◆ GOAL
Pick out each line of the source data that contains the word "jersey", and copy those lines down.

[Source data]
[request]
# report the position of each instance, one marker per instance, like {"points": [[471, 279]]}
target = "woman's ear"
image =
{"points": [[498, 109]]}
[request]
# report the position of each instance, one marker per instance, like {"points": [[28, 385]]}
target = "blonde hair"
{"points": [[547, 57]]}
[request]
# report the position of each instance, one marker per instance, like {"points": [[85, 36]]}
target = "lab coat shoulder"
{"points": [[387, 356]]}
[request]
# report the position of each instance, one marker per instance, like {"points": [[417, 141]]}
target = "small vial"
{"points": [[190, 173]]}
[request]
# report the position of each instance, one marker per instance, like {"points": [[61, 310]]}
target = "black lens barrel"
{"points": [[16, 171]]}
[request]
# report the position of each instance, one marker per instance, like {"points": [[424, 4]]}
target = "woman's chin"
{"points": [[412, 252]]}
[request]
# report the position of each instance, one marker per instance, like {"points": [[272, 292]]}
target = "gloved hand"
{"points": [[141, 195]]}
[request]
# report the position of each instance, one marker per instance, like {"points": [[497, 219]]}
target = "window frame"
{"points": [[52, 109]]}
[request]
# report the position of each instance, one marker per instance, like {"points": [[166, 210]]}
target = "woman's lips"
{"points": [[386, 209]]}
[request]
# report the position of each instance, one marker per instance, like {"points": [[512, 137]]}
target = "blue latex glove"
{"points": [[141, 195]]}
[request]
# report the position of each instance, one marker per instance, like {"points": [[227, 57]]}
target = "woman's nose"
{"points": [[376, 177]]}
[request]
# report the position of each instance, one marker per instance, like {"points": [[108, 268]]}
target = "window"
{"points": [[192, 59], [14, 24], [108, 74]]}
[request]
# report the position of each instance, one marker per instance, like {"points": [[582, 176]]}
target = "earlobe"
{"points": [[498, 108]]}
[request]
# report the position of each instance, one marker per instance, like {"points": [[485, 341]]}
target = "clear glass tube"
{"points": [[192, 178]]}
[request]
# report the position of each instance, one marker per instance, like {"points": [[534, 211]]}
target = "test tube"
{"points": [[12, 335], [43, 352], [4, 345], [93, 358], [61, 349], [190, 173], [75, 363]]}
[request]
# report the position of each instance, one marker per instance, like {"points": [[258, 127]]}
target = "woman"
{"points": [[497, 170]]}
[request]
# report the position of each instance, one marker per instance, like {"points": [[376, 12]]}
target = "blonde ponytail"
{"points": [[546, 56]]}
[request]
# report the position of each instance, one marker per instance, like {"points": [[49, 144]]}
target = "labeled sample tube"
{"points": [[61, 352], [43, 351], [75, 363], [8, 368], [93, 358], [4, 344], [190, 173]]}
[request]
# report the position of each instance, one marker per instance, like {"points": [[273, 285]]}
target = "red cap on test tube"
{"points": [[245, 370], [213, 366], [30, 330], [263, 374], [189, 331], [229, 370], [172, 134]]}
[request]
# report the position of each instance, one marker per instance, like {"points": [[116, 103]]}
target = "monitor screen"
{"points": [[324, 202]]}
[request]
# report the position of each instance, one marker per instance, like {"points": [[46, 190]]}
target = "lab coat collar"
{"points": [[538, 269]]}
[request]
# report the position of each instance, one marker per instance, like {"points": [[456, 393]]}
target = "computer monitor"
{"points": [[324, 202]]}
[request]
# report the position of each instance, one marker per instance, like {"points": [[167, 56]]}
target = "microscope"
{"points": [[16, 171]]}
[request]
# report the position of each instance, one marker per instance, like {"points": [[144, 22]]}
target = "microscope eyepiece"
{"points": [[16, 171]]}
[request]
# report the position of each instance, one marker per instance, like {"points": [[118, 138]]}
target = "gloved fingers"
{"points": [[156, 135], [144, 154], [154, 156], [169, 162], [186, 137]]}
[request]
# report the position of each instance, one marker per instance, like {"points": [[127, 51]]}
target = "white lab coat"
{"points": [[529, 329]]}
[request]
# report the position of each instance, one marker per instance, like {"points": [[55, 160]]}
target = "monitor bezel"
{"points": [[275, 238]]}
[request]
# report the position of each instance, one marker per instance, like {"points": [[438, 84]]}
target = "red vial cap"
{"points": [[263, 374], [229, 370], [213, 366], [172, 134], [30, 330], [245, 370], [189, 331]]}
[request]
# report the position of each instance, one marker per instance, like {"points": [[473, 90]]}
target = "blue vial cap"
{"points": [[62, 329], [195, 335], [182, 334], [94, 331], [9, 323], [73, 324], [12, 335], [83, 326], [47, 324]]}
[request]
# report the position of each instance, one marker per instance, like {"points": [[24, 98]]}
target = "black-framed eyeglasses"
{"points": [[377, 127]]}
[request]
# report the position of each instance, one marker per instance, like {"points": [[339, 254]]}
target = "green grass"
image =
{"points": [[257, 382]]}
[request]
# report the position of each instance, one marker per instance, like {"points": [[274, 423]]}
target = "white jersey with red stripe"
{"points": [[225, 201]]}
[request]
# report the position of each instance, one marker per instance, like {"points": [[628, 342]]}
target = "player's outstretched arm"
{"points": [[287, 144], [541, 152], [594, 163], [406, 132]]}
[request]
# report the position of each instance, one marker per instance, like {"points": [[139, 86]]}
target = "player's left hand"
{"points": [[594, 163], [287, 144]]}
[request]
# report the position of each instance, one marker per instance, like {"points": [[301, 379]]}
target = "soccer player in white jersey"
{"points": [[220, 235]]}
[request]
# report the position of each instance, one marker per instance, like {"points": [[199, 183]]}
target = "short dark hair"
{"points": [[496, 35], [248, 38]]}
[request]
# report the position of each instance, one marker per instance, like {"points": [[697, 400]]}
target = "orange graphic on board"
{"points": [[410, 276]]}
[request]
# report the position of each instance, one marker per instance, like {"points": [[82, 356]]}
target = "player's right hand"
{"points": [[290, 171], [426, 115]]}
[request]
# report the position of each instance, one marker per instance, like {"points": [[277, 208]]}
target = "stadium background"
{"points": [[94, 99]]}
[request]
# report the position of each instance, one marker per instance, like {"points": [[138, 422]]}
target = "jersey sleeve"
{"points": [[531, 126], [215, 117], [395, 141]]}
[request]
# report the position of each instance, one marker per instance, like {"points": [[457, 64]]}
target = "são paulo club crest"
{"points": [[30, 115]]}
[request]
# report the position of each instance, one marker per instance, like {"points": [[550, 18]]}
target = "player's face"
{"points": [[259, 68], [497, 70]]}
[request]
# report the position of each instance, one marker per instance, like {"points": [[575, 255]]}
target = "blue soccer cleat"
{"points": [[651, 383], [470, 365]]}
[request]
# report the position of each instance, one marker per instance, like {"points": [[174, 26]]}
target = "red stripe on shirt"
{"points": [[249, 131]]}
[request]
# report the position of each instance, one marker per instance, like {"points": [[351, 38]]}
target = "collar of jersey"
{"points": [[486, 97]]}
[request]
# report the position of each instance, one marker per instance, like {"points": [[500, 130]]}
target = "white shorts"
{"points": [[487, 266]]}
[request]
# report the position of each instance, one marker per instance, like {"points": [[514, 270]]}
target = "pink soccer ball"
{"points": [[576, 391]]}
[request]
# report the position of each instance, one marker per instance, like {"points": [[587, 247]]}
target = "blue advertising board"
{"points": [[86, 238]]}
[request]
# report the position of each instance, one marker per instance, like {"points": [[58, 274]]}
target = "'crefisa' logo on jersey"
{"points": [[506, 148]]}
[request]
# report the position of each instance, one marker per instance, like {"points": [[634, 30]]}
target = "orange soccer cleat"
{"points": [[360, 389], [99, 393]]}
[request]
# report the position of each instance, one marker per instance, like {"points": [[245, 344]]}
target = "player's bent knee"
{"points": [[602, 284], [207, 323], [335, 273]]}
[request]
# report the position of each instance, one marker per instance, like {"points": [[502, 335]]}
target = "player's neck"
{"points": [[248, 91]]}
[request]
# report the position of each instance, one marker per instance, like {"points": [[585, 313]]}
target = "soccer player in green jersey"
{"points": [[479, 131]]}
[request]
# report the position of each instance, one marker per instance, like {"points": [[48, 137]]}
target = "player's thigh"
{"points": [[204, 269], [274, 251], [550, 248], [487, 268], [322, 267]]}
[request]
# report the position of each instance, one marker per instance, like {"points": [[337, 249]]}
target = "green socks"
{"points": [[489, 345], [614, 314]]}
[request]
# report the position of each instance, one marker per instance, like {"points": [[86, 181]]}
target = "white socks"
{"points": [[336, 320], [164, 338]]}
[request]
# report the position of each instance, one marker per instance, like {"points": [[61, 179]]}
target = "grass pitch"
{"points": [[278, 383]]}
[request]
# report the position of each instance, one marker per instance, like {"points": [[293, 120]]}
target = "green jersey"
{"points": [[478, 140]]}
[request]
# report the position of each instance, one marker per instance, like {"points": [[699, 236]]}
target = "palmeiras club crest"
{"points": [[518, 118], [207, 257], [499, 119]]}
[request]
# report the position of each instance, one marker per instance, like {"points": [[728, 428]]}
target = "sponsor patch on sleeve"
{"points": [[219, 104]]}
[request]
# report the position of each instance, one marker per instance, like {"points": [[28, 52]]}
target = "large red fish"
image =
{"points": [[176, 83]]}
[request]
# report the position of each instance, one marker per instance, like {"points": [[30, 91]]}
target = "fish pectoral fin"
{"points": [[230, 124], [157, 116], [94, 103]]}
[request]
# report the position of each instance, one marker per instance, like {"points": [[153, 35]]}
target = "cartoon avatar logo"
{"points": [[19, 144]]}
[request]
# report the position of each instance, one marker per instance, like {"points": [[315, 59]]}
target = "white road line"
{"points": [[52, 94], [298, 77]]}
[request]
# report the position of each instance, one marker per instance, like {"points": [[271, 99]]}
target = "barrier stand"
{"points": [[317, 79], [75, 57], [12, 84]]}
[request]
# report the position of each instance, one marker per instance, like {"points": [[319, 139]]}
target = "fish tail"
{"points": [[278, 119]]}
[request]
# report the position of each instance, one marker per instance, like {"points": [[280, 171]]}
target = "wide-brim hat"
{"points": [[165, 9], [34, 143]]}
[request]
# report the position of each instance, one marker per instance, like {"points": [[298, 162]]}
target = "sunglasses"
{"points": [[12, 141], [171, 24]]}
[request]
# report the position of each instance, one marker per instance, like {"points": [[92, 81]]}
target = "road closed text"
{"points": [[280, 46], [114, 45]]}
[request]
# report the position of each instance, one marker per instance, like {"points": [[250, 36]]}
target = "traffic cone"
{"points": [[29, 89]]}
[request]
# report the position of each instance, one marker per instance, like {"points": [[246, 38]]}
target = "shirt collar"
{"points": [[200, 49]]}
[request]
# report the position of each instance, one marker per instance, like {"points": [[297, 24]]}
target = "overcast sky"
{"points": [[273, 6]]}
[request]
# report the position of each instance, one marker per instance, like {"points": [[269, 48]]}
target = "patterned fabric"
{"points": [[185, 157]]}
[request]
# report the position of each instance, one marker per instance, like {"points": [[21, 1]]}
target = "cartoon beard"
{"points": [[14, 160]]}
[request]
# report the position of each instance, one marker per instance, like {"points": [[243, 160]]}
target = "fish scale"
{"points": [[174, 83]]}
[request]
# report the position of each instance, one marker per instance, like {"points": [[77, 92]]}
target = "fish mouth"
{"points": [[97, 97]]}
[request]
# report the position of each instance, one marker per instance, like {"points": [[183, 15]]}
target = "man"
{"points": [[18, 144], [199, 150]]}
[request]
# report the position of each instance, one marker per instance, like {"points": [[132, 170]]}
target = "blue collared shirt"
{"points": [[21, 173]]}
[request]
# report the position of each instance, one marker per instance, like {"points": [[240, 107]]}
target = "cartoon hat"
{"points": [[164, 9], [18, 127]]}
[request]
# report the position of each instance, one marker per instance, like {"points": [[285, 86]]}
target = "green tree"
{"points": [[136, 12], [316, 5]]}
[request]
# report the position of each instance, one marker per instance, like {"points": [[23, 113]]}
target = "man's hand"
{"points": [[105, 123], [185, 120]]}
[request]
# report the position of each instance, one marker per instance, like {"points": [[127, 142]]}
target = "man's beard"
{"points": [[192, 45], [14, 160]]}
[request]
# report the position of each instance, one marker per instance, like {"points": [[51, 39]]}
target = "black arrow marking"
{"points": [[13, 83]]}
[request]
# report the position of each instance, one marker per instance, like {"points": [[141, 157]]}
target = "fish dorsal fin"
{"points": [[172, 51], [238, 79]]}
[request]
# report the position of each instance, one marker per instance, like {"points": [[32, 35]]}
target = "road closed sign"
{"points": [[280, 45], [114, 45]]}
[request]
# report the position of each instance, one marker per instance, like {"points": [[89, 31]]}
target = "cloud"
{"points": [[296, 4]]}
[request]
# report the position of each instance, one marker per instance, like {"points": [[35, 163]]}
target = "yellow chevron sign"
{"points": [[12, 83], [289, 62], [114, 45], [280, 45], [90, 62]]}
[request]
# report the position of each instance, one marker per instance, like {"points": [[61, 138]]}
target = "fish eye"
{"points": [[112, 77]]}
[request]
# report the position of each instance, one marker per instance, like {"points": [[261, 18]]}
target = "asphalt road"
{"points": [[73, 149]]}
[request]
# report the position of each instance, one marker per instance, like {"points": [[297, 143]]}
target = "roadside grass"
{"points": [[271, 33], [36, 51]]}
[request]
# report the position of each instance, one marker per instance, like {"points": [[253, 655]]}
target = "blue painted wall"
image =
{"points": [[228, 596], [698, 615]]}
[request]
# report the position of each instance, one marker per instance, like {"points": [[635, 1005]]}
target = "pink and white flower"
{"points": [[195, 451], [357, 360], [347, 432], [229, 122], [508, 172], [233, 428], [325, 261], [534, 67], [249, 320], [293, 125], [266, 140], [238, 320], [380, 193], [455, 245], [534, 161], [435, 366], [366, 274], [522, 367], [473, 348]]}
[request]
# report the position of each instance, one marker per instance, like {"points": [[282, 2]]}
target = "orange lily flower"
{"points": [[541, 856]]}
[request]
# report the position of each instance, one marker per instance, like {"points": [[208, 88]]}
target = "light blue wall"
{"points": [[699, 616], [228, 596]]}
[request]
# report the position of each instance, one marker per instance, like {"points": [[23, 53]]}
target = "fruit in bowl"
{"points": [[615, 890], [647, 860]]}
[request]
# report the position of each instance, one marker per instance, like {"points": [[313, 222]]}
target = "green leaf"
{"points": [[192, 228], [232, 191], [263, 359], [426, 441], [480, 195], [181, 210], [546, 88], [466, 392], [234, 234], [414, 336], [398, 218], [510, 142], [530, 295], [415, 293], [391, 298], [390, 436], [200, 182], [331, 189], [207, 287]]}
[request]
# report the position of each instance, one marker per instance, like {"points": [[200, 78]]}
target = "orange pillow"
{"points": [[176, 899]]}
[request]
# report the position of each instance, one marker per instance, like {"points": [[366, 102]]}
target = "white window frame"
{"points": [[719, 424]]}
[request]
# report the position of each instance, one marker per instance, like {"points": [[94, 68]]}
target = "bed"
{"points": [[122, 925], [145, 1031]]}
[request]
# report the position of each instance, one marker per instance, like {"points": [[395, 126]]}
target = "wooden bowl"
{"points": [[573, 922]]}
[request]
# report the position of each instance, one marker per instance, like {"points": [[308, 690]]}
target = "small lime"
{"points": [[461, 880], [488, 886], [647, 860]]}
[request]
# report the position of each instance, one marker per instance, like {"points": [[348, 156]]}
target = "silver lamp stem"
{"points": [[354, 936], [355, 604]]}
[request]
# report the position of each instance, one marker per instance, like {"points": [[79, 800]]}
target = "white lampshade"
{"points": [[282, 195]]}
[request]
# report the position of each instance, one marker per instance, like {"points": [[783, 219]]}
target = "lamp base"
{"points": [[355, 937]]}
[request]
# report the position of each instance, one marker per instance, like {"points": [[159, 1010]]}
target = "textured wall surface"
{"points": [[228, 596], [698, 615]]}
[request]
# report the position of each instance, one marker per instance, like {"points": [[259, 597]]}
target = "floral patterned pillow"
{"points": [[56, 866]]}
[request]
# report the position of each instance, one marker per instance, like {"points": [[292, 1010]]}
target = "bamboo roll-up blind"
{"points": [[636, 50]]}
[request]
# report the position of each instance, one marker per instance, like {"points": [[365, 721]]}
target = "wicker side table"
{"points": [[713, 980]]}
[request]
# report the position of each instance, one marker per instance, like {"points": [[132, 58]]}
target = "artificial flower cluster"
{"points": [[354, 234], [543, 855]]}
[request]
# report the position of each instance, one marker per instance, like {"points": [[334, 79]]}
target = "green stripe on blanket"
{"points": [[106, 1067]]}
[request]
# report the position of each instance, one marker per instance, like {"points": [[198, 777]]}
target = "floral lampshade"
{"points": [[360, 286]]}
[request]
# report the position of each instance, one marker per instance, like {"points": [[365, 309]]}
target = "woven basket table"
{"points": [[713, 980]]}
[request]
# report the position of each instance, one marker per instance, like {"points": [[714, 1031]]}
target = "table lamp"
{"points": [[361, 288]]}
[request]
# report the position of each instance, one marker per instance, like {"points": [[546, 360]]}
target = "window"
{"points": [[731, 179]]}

◆ TASK SOLUTION
target = "white jersey with red stripe"
target = "soccer player in white jersey"
target = "jersey sleeve"
target = "collar of jersey"
target = "'crefisa' logo on jersey"
target = "soccer player in green jersey"
target = "green jersey"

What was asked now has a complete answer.